-- SOURCE --

--*--

À travers son héroïne perdue entre deux âges, Pollyanna McKintosh réussit d'incontestables jolis moments avec une vision féminine plus posée que McKee et traduisant toujours mieux les doutes et les progrès de Darlin' face au meilleur (sa relation touchante avec un infirmier) comme au pire de l'humanité. Même si sa prestation est loin d'être aussi marquante que McKintosh dans "The Woman", Lauryn Canny fait figure de petite révélation dans un rôle-titre finalement encore plus complexe que sa "mère" de cinéma (le retour à l'état sauvage de Darlin' n'était qu'un interlude entre deux étapes de civilisation). Bref, Pollyanna McKintosh réussit véritablement à donner une âme à son héroïne et à son parcours qui vont devenir les points forts de son premier long-métrage...


Seulement, tout le propos qui découle de "Darlin'" le condamne presque de fait à n'être qu'un "The Woman" bis. Hormis le fait de changer de décors et de s'attaquer à une autre forme d'institution érigée comme un modèle de civilisation, la progression attendue du film l'enferme dans une forme de répétition du précédent volet. Ainsi, les dernières minutes provoquant une nouvelle explosion de violence inéluctable et un épilogue connu donnent le sentiment d'une boucle capable de se répéter à l'infini. De même, le point de vue de La Femme dans cette histoire apportera certes quelques notes efficaces d'humour (la virée en voiture, haha !) mais il paraîtra souvent inutile ou, au mieux, un simple prétexte pour justifier quelques meurtres face caméra histoire de satisfaire les spectateurs venus là pour ça. Enfin, la rencontre de cette dernière avec un groupe de femmes marginales, représentation plutôt bien pensée d'une population féminine plus âgée et laissée sur le bas-côté par des hommes qui ne les considèrent plus, deviendra l'exemple parfait d'une bonne idée originale laissée complètement en jachère faute d'en exploiter le potentiel.

--*--

-- EXTRAITS DE DONNÉES --

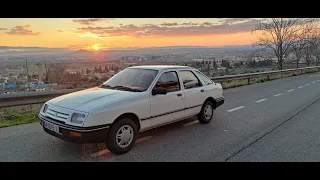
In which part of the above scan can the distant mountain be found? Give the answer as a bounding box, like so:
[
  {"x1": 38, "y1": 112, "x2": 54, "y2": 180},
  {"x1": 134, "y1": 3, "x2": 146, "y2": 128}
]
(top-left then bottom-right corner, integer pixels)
[{"x1": 0, "y1": 45, "x2": 252, "y2": 57}]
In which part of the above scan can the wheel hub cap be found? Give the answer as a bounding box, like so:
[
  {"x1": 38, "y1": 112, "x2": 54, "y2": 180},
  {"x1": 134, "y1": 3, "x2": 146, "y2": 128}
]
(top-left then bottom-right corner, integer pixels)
[
  {"x1": 204, "y1": 105, "x2": 212, "y2": 119},
  {"x1": 116, "y1": 125, "x2": 134, "y2": 148}
]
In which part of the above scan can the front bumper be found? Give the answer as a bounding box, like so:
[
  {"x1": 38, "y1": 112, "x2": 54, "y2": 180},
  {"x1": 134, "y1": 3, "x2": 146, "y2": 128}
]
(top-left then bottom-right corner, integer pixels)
[
  {"x1": 39, "y1": 114, "x2": 110, "y2": 144},
  {"x1": 215, "y1": 97, "x2": 224, "y2": 108}
]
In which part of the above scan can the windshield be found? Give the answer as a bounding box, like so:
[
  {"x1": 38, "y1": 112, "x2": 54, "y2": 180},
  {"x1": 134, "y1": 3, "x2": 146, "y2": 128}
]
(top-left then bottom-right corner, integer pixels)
[{"x1": 102, "y1": 68, "x2": 158, "y2": 92}]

--*--

-- PROBLÈME À RÉSOUDRE --
Poursuivez la critique du film « Darlin' » à partir de sa dernière phrase. Les enregistrements n'entrent pas en compte ici.

-- VOICI LA RÉPONSE --
Malgré de belles intentions et une volonté d'apporter un autre regard à cette charge féministe dans la continuité de "The Woman", "Darlin'" ne pourra jamais prétendre aux sommets atteints par le film de McKee à cause de ses maladresses et d'une proposition qui, dans le fond, emprunte les mêmes chemins à quelques variations près. Cela dit, si Pollyanna McKintosh n'a pas soufflé sur les braises de l'oeuvre de Jack Ketchum jusqu'à en raviver un brasier, elle a au moins su en préserver leur incandescence, ce qui en soi est déjà une belle promesse pour l'avenir...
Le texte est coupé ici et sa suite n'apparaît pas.